Copy the thread below on removing duplicate rows in Hive word for word, with nothing left out or changed.

EXCERPT PROVIDED:

--- BEGIN ---

Re: Dealing with duplicate rows in Hive

Posted by Nitin Pawar <ni...@gmail.com>.

may be you want to try group by

in hive select distinct col1, col2, col3 works but if you want to select
all 50 columns its tricky.

Other option would be group by all those 9 keys and it should take care
that you have combination of those 9 columns is unique.


On Wed, Oct 2, 2013 at 12:34 PM, Philo Wang <ph...@gmail.com> wrote:

> Yes, that is correct.
>
>
> On Tue, Oct 1, 2013 at 11:21 PM, Nitin Pawar <ni...@gmail.com>wrote:
>
>> So you have 50 columns and out of them you want to use 9 columns for
>> finding unique rows?
>>
>> am i correct in assuming that you want to make a key of combination of
>> these 9 columns so that you have just one row for a single combination of
>> these 9 columns ?
>>
>>
>> On Wed, Oct 2, 2013 at 6:07 AM, Philo Wang <ph...@gmail.com> wrote:
>>
>>> Hi,
>>>
>>> I am using Hive 8.1.8 in EMR.
>>>
>>> We have an extremely large table (~50 columns) where the uniqueness key
>>> is a combination of 9 different columns. I want to filter out any duplicate
>>> rows based on these 9 columns while retaining the ability to select other
>>> columns on an ad hoc basis. I don’t expect rows with the same uniqueness
>>> key to have different data, so I guess this can be generalized to just
>>> filtering out duplicate rows.

--- END ---

GIVEN MATERIAL:

--- BEGIN ---

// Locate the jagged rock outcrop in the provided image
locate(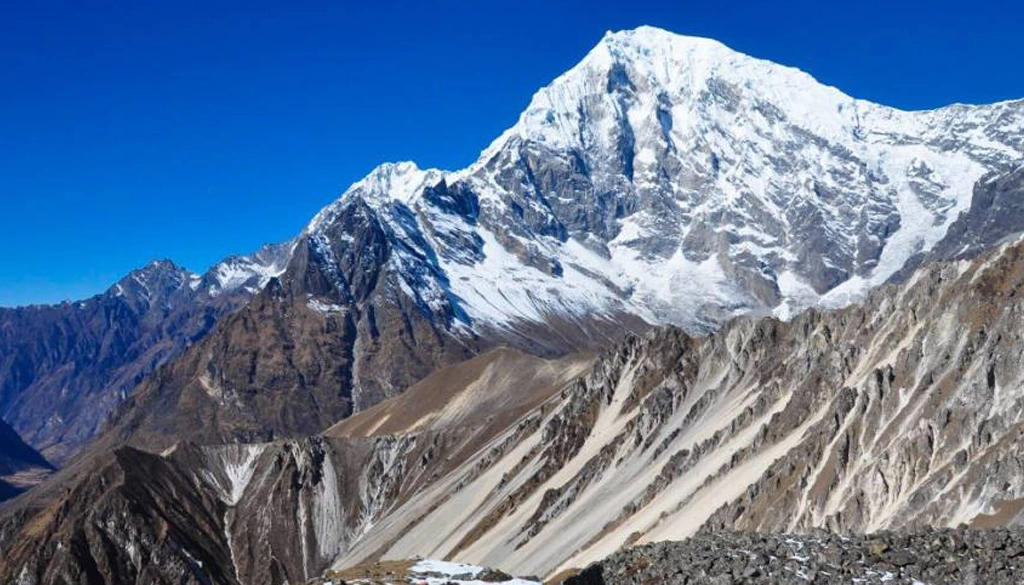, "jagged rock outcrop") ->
[564,529,1024,585]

--- END ---

EXPECTED ANSWER:
Re: Dealing with duplicate rows in Hive

Posted by Nitin Pawar <ni...@gmail.com>.

may be you want to try group by

in hive select distinct col1, col2, col3 works but if you want to select
all 50 columns its tricky.

Other option would be group by all those 9 keys and it should take care
that you have combination of those 9 columns is unique.


On Wed, Oct 2, 2013 at 12:34 PM, Philo Wang <ph...@gmail.com> wrote:

> Yes, that is correct.
>
>
> On Tue, Oct 1, 2013 at 11:21 PM, Nitin Pawar <ni...@gmail.com>wrote:
>
>> So you have 50 columns and out of them you want to use 9 columns for
>> finding unique rows?
>>
>> am i correct in assuming that you want to make a key of combination of
>> these 9 columns so that you have just one row for a single combination of
>> these 9 columns ?
>>
>>
>> On Wed, Oct 2, 2013 at 6:07 AM, Philo Wang <ph...@gmail.com> wrote:
>>
>>> Hi,
>>>
>>> I am using Hive 8.1.8 in EMR.
>>>
>>> We have an extremely large table (~50 columns) where the uniqueness key
>>> is a combination of 9 different columns. I want to filter out any duplicate
>>> rows based on these 9 columns while retaining the ability to select other
>>> columns on an ad hoc basis. I don’t expect rows with the same uniqueness
>>> key to have different data, so I guess this can be generalized to just
>>> filtering out duplicate rows.